### Information supplied

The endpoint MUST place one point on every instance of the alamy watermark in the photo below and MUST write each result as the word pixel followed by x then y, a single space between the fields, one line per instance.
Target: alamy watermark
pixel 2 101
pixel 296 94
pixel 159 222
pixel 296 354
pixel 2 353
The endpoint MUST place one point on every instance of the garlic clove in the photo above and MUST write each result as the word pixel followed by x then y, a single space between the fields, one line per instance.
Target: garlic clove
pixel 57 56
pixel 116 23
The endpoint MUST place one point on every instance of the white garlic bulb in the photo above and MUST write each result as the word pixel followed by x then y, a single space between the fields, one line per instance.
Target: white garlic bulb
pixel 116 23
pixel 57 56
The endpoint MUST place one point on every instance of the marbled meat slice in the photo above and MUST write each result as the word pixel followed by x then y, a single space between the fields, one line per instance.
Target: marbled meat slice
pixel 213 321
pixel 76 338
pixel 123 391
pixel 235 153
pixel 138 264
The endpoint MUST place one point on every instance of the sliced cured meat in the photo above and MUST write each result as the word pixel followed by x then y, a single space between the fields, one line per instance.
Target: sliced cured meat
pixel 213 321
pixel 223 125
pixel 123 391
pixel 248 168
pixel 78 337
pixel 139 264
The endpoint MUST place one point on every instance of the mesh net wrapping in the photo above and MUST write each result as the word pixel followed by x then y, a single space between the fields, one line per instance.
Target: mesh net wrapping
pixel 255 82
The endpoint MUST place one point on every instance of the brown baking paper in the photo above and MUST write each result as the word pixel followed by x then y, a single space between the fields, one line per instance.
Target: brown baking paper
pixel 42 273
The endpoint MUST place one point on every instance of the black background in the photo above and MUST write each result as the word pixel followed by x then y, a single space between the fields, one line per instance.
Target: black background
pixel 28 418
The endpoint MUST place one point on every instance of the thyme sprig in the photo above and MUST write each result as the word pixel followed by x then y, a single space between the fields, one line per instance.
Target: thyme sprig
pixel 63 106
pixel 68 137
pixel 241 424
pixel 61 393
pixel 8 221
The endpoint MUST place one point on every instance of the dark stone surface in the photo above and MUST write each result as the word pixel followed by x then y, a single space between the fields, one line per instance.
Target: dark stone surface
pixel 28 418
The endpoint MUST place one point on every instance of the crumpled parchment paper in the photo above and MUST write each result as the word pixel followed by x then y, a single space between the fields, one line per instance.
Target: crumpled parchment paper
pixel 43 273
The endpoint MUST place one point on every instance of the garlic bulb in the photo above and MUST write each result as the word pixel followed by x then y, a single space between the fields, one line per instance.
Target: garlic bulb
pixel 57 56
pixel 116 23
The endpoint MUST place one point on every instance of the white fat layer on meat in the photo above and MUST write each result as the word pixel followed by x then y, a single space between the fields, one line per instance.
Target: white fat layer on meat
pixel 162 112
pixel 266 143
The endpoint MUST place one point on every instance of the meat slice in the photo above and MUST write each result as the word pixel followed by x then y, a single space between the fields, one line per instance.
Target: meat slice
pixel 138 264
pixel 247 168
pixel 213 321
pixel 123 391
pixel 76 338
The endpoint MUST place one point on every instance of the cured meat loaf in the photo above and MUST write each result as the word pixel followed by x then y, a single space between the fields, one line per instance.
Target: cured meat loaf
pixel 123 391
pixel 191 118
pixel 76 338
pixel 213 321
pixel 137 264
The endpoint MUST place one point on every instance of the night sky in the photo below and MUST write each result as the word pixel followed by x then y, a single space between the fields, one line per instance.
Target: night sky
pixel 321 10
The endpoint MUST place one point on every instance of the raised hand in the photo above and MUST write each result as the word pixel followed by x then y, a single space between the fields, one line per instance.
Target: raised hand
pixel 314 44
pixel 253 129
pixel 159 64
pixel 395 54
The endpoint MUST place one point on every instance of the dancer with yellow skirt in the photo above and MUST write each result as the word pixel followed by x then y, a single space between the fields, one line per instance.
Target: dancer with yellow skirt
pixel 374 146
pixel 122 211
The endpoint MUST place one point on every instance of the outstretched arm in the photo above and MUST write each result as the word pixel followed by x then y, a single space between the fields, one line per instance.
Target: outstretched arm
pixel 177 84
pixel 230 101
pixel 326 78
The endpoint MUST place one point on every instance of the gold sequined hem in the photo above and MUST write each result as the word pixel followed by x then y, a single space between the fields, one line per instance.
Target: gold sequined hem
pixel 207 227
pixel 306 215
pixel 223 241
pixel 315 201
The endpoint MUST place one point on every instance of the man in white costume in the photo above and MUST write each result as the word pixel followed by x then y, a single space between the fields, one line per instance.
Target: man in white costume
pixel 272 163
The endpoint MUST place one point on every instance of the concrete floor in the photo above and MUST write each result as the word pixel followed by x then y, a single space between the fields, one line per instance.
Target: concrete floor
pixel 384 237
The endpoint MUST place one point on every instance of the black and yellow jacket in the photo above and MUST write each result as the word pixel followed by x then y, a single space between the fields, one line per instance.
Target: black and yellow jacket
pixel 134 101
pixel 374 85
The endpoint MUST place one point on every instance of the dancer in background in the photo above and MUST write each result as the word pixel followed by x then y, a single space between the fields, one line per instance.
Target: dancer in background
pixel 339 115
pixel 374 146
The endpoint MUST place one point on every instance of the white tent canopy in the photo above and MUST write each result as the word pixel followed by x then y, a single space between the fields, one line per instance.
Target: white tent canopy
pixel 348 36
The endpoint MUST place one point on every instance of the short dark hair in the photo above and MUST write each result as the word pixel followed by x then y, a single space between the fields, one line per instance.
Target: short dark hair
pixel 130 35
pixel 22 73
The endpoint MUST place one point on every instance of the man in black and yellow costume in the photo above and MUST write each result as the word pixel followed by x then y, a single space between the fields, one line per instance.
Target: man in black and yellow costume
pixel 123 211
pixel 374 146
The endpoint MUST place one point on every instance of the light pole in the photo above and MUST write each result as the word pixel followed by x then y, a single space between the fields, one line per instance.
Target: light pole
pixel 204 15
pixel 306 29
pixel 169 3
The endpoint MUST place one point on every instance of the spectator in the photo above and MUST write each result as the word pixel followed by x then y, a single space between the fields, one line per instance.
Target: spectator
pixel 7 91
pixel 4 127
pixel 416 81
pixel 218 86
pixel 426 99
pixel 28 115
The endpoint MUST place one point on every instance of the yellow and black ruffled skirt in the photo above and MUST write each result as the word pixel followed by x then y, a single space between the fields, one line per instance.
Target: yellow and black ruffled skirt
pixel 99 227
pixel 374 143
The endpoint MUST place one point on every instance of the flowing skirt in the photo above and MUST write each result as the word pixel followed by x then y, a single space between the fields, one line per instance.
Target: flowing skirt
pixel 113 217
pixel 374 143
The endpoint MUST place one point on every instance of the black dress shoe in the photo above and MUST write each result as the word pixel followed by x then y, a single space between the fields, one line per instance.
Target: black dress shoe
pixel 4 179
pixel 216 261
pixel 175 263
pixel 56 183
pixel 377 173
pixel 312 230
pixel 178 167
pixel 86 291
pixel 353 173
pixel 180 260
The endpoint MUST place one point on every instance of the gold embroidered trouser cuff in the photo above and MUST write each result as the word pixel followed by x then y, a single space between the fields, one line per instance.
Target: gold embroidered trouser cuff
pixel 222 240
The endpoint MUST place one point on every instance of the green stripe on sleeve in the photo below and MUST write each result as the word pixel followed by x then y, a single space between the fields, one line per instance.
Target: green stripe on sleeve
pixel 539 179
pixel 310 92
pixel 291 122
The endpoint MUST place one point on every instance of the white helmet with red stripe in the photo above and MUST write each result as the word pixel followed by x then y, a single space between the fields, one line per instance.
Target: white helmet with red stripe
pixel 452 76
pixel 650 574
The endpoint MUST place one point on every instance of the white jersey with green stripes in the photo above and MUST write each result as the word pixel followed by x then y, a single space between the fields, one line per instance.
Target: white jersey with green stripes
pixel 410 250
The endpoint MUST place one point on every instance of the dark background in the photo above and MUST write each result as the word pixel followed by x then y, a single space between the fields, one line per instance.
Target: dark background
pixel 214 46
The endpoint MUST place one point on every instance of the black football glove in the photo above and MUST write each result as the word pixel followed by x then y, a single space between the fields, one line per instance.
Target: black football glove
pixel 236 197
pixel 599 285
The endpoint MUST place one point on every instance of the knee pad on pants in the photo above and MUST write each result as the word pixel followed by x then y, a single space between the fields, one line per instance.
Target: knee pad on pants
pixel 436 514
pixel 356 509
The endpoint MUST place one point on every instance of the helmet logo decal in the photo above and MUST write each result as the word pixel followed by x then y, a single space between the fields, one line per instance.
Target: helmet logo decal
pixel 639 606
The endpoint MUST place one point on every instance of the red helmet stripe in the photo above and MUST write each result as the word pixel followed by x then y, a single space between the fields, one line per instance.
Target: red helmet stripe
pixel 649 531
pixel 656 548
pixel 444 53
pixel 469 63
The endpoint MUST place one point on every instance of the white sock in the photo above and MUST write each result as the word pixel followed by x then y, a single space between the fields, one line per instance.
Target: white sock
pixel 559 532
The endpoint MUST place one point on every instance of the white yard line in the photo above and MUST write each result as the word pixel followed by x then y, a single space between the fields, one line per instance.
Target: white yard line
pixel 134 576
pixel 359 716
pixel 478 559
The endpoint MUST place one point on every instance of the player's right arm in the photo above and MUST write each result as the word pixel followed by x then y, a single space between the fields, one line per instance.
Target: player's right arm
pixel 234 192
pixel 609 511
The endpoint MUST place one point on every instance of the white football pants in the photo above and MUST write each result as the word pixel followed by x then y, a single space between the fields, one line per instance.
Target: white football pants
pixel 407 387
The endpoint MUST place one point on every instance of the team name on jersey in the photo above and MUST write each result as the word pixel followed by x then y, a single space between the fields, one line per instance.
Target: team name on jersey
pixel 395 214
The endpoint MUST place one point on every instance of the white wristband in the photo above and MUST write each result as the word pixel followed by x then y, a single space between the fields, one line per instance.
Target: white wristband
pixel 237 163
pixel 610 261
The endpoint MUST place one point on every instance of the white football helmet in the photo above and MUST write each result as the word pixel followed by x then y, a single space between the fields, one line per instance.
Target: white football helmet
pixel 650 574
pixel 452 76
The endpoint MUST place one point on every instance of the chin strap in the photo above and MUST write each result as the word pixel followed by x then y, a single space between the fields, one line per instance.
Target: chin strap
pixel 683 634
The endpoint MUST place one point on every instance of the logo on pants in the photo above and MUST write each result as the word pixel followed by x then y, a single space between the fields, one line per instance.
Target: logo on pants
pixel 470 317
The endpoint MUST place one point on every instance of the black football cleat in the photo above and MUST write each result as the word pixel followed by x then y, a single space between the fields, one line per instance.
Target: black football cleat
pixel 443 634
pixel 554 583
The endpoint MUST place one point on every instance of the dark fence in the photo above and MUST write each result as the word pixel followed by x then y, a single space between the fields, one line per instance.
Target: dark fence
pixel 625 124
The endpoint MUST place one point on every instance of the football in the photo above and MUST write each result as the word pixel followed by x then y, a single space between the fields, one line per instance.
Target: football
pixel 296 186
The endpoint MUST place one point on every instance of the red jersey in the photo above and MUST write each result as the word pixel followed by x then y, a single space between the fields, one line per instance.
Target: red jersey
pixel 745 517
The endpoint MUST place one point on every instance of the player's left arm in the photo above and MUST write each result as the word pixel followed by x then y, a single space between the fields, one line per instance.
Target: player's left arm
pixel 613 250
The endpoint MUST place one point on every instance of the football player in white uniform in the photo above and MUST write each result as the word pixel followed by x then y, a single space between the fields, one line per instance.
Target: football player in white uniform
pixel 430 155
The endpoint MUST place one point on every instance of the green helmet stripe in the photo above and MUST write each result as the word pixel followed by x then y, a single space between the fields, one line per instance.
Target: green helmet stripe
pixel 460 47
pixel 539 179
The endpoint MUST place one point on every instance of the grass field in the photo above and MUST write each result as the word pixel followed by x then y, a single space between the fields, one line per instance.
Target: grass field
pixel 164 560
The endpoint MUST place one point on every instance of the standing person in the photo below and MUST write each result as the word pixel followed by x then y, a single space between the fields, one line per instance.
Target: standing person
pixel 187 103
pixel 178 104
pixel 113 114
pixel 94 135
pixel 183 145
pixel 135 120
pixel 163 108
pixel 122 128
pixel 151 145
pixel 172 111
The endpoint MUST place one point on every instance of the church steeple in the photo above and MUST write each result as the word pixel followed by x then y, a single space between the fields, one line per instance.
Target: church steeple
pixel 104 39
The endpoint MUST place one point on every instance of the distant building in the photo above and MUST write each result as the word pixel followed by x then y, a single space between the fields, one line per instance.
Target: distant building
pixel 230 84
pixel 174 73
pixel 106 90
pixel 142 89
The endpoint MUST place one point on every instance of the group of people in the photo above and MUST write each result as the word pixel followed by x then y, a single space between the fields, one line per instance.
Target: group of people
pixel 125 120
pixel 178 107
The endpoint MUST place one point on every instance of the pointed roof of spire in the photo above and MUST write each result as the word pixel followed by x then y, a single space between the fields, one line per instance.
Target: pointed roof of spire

######

**What is being asked:** Each line that has the word "pointed" counts once. How many such lines are in the data? Give the number alone.

**Task response:** 2